> WHAT IS REQUIRED:
If an entry contains a picture, omit that picture and transcribe everything else exactly.

> PROVIDED INFORMATION:
□ □ □ □ □ □ □

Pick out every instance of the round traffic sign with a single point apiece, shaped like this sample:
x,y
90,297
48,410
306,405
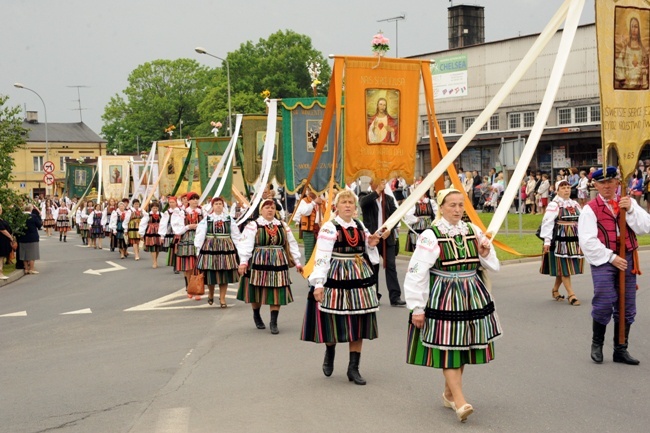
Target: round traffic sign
x,y
48,167
48,179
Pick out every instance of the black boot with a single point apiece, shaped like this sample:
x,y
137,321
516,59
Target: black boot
x,y
258,319
328,362
597,340
353,369
620,350
274,322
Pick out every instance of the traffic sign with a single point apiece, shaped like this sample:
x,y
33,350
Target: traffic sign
x,y
48,167
48,179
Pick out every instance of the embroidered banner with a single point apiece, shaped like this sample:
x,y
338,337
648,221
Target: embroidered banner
x,y
381,117
253,136
302,119
623,35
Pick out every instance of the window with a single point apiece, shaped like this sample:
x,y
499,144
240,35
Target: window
x,y
38,163
525,119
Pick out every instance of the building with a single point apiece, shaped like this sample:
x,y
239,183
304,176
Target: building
x,y
467,78
65,141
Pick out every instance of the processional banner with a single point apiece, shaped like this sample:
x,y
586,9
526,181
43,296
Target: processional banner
x,y
623,35
78,178
254,136
381,117
210,151
115,176
302,119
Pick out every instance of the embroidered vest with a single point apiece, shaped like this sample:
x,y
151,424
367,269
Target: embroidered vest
x,y
606,224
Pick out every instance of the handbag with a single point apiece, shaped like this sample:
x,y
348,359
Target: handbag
x,y
195,285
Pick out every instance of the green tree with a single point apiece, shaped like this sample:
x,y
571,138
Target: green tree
x,y
12,137
277,64
159,94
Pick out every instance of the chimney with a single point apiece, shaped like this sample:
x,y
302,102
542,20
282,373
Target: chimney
x,y
466,25
32,117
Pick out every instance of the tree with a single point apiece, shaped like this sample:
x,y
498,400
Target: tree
x,y
160,93
278,64
12,136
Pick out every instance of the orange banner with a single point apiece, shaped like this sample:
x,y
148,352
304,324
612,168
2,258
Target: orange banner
x,y
381,117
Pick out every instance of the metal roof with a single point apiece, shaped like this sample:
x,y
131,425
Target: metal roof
x,y
61,132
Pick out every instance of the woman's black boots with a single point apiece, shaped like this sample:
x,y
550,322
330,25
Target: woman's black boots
x,y
353,369
328,362
259,323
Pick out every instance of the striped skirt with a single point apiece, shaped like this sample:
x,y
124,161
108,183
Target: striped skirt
x,y
460,317
321,327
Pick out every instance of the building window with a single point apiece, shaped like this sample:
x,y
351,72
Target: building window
x,y
447,126
38,163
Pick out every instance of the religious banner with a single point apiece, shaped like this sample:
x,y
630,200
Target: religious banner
x,y
302,119
623,36
254,136
78,177
381,117
171,173
115,176
210,151
148,179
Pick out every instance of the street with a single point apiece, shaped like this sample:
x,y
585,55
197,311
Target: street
x,y
124,350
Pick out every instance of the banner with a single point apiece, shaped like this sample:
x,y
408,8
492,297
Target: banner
x,y
174,168
115,176
78,177
302,119
254,136
381,117
623,36
210,151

□ □ □ □ □ □ □

> RESPONSE BOX:
Pick out every instance of the round traffic sign with a single point apiece, shaped like this sample:
x,y
90,297
48,410
306,405
Target: round traffic sign
x,y
48,167
48,179
Pick out every instance of the black boot with a single point apiece, shaped like this sample:
x,y
137,321
516,59
Target: black boot
x,y
258,319
328,362
597,340
353,369
620,350
274,322
Pick out every instance of the traffic sign with a single point apiece, shaped like this sample:
x,y
33,350
Target: traffic sign
x,y
48,167
48,179
Pick out every instance of the embroidered banner with a single point apiece, shaped like this sample:
x,y
338,337
648,221
Target: embroidered banner
x,y
381,117
253,136
302,119
623,35
Pick out every instance of the window with a single point apiece, shaped like this sample:
x,y
499,144
240,35
Target: window
x,y
38,163
525,119
Pick out every instance of the building with a single point apiece, shaped like this sample:
x,y
239,183
304,176
Target: building
x,y
467,78
65,141
Pick out every instance of the processional banner with a single point apiece, shaped like this sample:
x,y
586,9
526,181
43,296
Target: processional banner
x,y
623,35
78,178
254,136
381,117
210,151
115,176
302,119
Pick out every instance of the embroidered vest with a single point apiece, shaped like this sample:
x,y
151,424
367,269
Target: embroidered vest
x,y
606,224
Pick out every instance of the handbag with a single point apiece, shaped like this sample:
x,y
348,359
Target: handbag
x,y
195,285
Pick out every instance of the green tree with a single point apiece, shaped like this sample:
x,y
571,138
Target: green tree
x,y
12,137
277,64
159,94
Pick out every instance of the chimney with a single point apiece, shaped like this sample:
x,y
302,102
542,20
282,373
Target: chimney
x,y
466,25
32,117
Pick out every instance of the tree with a single point apiece, shaped like this sample:
x,y
498,400
Target: tree
x,y
160,93
278,64
12,136
Pick out every instance of the orange banner with a single point apiece, shaped like this sample:
x,y
148,352
304,324
612,168
2,258
Target: orange banner
x,y
381,117
Pick out every instance of the metal roof with a single point apiece, shaped like this sample:
x,y
131,425
Target: metal roof
x,y
61,132
Pick out every instance of the woman's black boots with a single point apiece, shaped like this sample:
x,y
550,322
330,25
Target: woman's black boots
x,y
353,369
328,362
259,323
Pick out every instance of the striped skirt with a single point apiece, shaped like this sample:
x,y
124,161
108,183
Target: striped skirt
x,y
460,317
321,327
Pick out every instance of the building window with a single point apiece, shaped like this sample:
x,y
351,72
Target: building window
x,y
447,126
38,163
Pick out every instance of the religious banner with a single point apiece, shaped like this sample:
x,y
630,200
Target: religious banner
x,y
302,119
623,36
254,136
78,177
381,117
171,173
115,176
210,151
148,179
Pick out every instance of the street with a single point apiece, shaped like this sample:
x,y
585,55
197,311
Target: street
x,y
124,350
Pick out every instance of the banner with a single point apiece, shaped like this sample:
x,y
408,8
492,297
Target: banner
x,y
174,168
115,176
78,177
302,119
254,136
381,117
623,36
210,151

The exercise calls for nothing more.